→ **Exercise material**:

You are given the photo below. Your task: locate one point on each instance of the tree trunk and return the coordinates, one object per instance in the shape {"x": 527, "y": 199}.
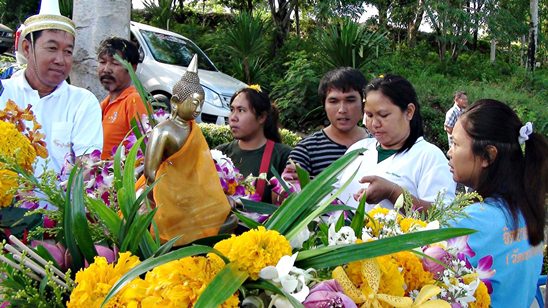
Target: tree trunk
{"x": 493, "y": 51}
{"x": 96, "y": 20}
{"x": 414, "y": 24}
{"x": 297, "y": 21}
{"x": 533, "y": 35}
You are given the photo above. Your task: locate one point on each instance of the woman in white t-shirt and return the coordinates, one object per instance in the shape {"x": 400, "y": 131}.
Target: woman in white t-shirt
{"x": 397, "y": 158}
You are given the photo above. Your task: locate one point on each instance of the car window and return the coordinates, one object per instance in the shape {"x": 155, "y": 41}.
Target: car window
{"x": 174, "y": 50}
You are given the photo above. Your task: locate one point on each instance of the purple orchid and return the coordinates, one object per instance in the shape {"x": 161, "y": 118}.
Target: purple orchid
{"x": 328, "y": 293}
{"x": 461, "y": 245}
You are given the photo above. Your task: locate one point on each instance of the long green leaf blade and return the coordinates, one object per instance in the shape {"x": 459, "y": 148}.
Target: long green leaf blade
{"x": 286, "y": 215}
{"x": 78, "y": 219}
{"x": 106, "y": 215}
{"x": 327, "y": 256}
{"x": 225, "y": 283}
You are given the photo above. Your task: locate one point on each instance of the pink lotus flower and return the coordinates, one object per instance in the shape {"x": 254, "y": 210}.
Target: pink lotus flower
{"x": 328, "y": 293}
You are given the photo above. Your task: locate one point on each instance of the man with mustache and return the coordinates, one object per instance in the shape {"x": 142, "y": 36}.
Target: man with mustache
{"x": 70, "y": 116}
{"x": 123, "y": 102}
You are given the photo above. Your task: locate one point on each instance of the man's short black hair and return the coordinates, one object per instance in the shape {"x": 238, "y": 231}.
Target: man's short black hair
{"x": 342, "y": 78}
{"x": 118, "y": 45}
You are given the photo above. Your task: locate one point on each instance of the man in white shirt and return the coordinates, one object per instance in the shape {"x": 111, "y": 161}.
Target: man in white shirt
{"x": 70, "y": 116}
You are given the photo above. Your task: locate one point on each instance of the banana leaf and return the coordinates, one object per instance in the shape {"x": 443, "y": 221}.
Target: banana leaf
{"x": 358, "y": 219}
{"x": 105, "y": 214}
{"x": 225, "y": 283}
{"x": 327, "y": 256}
{"x": 76, "y": 230}
{"x": 286, "y": 216}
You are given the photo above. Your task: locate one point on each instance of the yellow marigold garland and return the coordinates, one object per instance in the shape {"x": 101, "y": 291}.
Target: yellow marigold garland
{"x": 483, "y": 300}
{"x": 175, "y": 284}
{"x": 94, "y": 282}
{"x": 8, "y": 184}
{"x": 16, "y": 148}
{"x": 413, "y": 273}
{"x": 255, "y": 249}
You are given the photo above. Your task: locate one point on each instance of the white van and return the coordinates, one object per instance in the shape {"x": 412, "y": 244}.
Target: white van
{"x": 165, "y": 56}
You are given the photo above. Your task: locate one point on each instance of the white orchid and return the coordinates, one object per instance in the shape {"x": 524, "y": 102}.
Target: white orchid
{"x": 293, "y": 280}
{"x": 345, "y": 235}
{"x": 303, "y": 236}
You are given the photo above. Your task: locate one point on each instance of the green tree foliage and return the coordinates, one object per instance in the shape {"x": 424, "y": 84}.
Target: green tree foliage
{"x": 349, "y": 44}
{"x": 452, "y": 22}
{"x": 296, "y": 94}
{"x": 161, "y": 10}
{"x": 245, "y": 40}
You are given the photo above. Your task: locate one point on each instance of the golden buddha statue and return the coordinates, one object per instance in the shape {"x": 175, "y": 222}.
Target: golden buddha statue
{"x": 187, "y": 193}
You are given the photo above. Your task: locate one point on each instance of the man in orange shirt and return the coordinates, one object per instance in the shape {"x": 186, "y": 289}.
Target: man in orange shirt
{"x": 123, "y": 102}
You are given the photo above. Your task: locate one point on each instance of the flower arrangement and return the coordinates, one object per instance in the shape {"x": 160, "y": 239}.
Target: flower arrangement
{"x": 294, "y": 258}
{"x": 19, "y": 146}
{"x": 233, "y": 182}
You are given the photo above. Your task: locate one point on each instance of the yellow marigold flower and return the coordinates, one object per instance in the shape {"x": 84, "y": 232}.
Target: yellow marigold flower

→ **About this exercise**: Everything above from the line containing "Target: purple orchid" down to the line containing "of the long" is to be transcribed exactly, with both of those lines included and nothing else added.

→ **Written reply**:
Target: purple orchid
{"x": 328, "y": 293}
{"x": 461, "y": 245}
You are given the photo above. Your task: locate one point on each instance of the long green leaf blade and return the coordinates, one object per instance in the shape {"x": 459, "y": 148}.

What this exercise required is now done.